What this exercise asks >>
1 - List every course named in the fee comparison of the child plan text.
2 - Repeat, word for word, the part of the child plan text that opens with the words containing "Reasons for investing" and closes with "is not around.".

Passage provided >>
Child Plan

Child Plan

The rising cost for education in India is troubling lot of Indian Parent. It is assured that the cost for education in India will triple in the next 15yrs. The biggest questions which every parent needs to answer is - Are we prepared for such high cost?

Let us look at the Probable increase in course fee over the next 15yrs.

Courses

Cost in LAKHS 2015

Cost in LAKHS 2030

School fee for 1yr

1 Lac

3 Lacs

Engineering for 4yr Course

5 Lacs

20 Lacs

MBA fee for 2yr course

12 Lacs

35 Lacs

Commercial Pilot Course Fee

60 Lacs

2 Cr

MBBS Fee for 4yr Course

12 Lacs

60 Cr

 

Child Insurance Plans are the best way to secure your child’s future and get away with the worry of the rising cost. Child Insurance Plans act like a Regular Insurance Plan which are designed to meet your child’s needs when you are not around. It provides a financial aid for your child’s future needs.

A Child Plan is an Insurance cum Investment Plan which serves two purposes:

  • It provides a Financial Security to your child’s future
  • It acts as a Finance tool during the turning point in your child’s life such as Future/ Higher Education, marriage, etc.

2 Main reasons which we need to keep in mind while investing in a Child Plan is:-

  • You survive the policy period - You pay premiums, the plan pays a fixed maturity at a fixed age of your child in tranches or lump sum as you decide. Fixed maturity at fixed age is very crucial as your child will need funds for higher education at a specific time period.
  • You do not survive the Policy period – Full Insurance cover is immediately paid to the family, future premiums are waived off and the plan pays a fixed maturity at a fixed age of your child in tranches or lump sum as you decide.

Reasons for investing in Child Plan

Let us list down few important reasons why a Child Plan is necessary:

  • Child Plan is the only plan that guarantees fund for your child’s future even if the parent is not there.
  • The design of the plan is such that the plan pays double in case the parent meets an eventuality.
  • Premiums paid for child plan is eligible for a Tax Deduction under Section 80C, while any income from the plan is Tax Free under Section 10(10) D.
  • This plan ensures that the child’s needs are taken care even if the parent is not around.

Study material >>

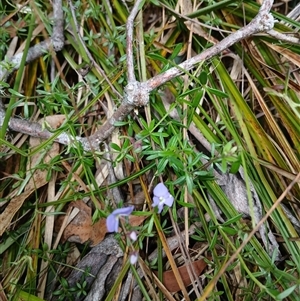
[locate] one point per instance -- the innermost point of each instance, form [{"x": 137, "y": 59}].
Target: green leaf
[{"x": 203, "y": 78}]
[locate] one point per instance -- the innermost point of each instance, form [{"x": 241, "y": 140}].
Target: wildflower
[
  {"x": 112, "y": 221},
  {"x": 134, "y": 257},
  {"x": 162, "y": 197},
  {"x": 133, "y": 236}
]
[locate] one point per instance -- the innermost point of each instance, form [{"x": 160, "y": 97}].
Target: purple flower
[
  {"x": 162, "y": 197},
  {"x": 134, "y": 257},
  {"x": 112, "y": 221},
  {"x": 133, "y": 236}
]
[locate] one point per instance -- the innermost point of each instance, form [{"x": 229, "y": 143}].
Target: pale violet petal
[
  {"x": 160, "y": 190},
  {"x": 169, "y": 200},
  {"x": 112, "y": 223},
  {"x": 123, "y": 211}
]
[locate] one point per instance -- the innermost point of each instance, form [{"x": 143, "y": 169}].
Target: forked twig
[{"x": 135, "y": 93}]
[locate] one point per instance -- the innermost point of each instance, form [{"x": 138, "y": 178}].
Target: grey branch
[{"x": 135, "y": 93}]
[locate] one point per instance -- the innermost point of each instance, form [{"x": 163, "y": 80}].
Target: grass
[{"x": 245, "y": 102}]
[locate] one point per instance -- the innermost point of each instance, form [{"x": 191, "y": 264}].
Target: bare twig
[
  {"x": 129, "y": 41},
  {"x": 135, "y": 93},
  {"x": 221, "y": 272}
]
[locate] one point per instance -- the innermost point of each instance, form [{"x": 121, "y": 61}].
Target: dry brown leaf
[{"x": 169, "y": 279}]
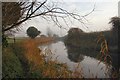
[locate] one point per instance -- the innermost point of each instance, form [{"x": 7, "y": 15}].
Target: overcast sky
[{"x": 97, "y": 21}]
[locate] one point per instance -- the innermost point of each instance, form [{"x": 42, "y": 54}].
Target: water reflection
[{"x": 74, "y": 55}]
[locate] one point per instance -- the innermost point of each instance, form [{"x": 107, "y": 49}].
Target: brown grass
[{"x": 51, "y": 68}]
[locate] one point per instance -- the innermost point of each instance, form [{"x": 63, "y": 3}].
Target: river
[{"x": 88, "y": 65}]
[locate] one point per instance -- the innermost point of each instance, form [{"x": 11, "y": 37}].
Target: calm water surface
[{"x": 89, "y": 65}]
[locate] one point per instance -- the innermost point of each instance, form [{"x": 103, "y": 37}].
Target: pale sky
[{"x": 97, "y": 21}]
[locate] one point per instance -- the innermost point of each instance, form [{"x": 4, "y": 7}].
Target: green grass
[{"x": 11, "y": 65}]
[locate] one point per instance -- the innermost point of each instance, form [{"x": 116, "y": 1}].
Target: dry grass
[{"x": 50, "y": 68}]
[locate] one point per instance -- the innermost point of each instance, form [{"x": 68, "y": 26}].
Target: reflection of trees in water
[{"x": 74, "y": 55}]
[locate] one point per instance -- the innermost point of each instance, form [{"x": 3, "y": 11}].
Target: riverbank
[{"x": 24, "y": 60}]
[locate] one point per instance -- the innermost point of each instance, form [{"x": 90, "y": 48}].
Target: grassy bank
[{"x": 25, "y": 60}]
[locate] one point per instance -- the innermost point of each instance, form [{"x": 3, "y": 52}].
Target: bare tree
[{"x": 33, "y": 9}]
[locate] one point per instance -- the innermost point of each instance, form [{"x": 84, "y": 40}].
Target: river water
[{"x": 88, "y": 65}]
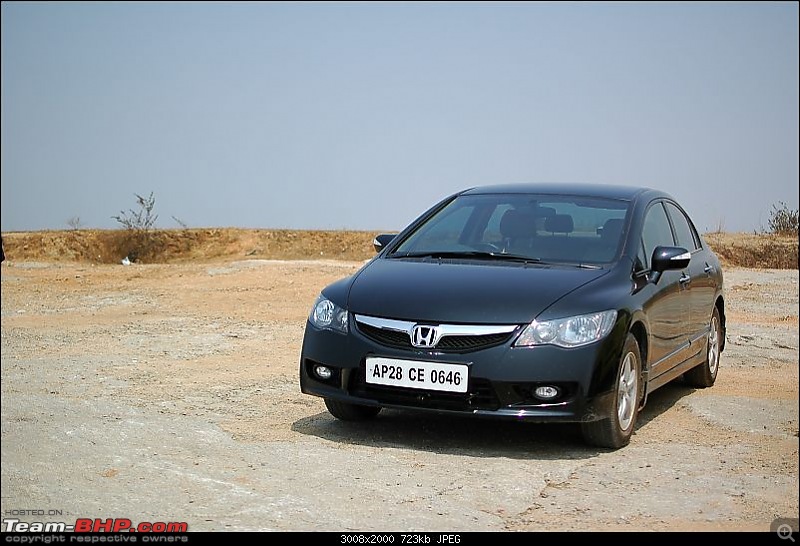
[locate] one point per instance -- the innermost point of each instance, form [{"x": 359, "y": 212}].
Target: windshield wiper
[{"x": 471, "y": 254}]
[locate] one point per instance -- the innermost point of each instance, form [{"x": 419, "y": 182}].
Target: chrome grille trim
[{"x": 444, "y": 329}]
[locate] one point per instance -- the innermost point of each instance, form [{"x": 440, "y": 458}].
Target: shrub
[
  {"x": 783, "y": 220},
  {"x": 139, "y": 242}
]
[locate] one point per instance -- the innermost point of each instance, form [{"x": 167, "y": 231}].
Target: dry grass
[
  {"x": 213, "y": 244},
  {"x": 752, "y": 250}
]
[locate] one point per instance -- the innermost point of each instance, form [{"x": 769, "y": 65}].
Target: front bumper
[{"x": 502, "y": 379}]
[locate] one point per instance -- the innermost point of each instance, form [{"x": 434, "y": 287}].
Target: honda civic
[{"x": 544, "y": 303}]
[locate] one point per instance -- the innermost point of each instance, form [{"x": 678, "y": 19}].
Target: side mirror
[
  {"x": 666, "y": 258},
  {"x": 382, "y": 240}
]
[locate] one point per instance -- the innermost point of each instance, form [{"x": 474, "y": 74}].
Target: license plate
[{"x": 414, "y": 374}]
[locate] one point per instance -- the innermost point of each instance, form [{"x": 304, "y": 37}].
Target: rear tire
[
  {"x": 615, "y": 430},
  {"x": 351, "y": 412},
  {"x": 705, "y": 374}
]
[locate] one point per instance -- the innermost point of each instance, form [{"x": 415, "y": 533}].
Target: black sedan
[{"x": 534, "y": 302}]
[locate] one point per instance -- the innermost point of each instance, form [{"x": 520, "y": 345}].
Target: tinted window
[
  {"x": 656, "y": 231},
  {"x": 683, "y": 231}
]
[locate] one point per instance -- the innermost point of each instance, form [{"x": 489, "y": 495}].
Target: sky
[{"x": 363, "y": 115}]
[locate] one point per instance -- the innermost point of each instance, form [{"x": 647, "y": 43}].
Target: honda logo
[{"x": 424, "y": 336}]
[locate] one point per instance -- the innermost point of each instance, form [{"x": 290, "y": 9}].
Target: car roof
[{"x": 627, "y": 193}]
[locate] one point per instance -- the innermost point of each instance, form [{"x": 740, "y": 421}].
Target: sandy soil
[{"x": 170, "y": 393}]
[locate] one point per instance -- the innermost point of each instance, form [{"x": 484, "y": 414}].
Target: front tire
[
  {"x": 615, "y": 430},
  {"x": 705, "y": 374},
  {"x": 351, "y": 412}
]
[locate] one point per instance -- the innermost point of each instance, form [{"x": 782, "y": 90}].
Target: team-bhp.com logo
[{"x": 88, "y": 525}]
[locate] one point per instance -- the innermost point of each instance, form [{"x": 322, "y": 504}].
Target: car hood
[{"x": 462, "y": 291}]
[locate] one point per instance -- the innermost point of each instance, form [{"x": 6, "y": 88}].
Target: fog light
[
  {"x": 546, "y": 393},
  {"x": 323, "y": 372}
]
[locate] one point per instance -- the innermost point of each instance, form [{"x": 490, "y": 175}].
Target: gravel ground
[{"x": 170, "y": 393}]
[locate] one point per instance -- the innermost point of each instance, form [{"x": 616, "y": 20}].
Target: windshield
[{"x": 538, "y": 228}]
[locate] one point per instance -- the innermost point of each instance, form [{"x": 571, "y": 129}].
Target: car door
[
  {"x": 667, "y": 302},
  {"x": 701, "y": 286}
]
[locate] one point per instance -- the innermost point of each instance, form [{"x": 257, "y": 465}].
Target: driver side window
[{"x": 656, "y": 232}]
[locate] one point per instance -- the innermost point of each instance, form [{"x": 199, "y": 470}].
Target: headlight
[
  {"x": 568, "y": 332},
  {"x": 326, "y": 315}
]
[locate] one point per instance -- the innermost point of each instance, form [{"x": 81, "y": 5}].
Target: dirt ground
[{"x": 170, "y": 393}]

Task results >>
1 -
School fee for 1yr
Engineering for 4yr Course
MBA fee for 2yr course
Commercial Pilot Course Fee
MBBS Fee for 4yr Course

2 -
Reasons for investing in Child Plan

Let us list down few important reasons why a Child Plan is necessary:

  • Child Plan is the only plan that guarantees fund for your child’s future even if the parent is not there.
  • The design of the plan is such that the plan pays double in case the parent meets an eventuality.
  • Premiums paid for child plan is eligible for a Tax Deduction under Section 80C, while any income from the plan is Tax Free under Section 10(10) D.
  • This plan ensures that the child’s needs are taken care even if the parent is not around.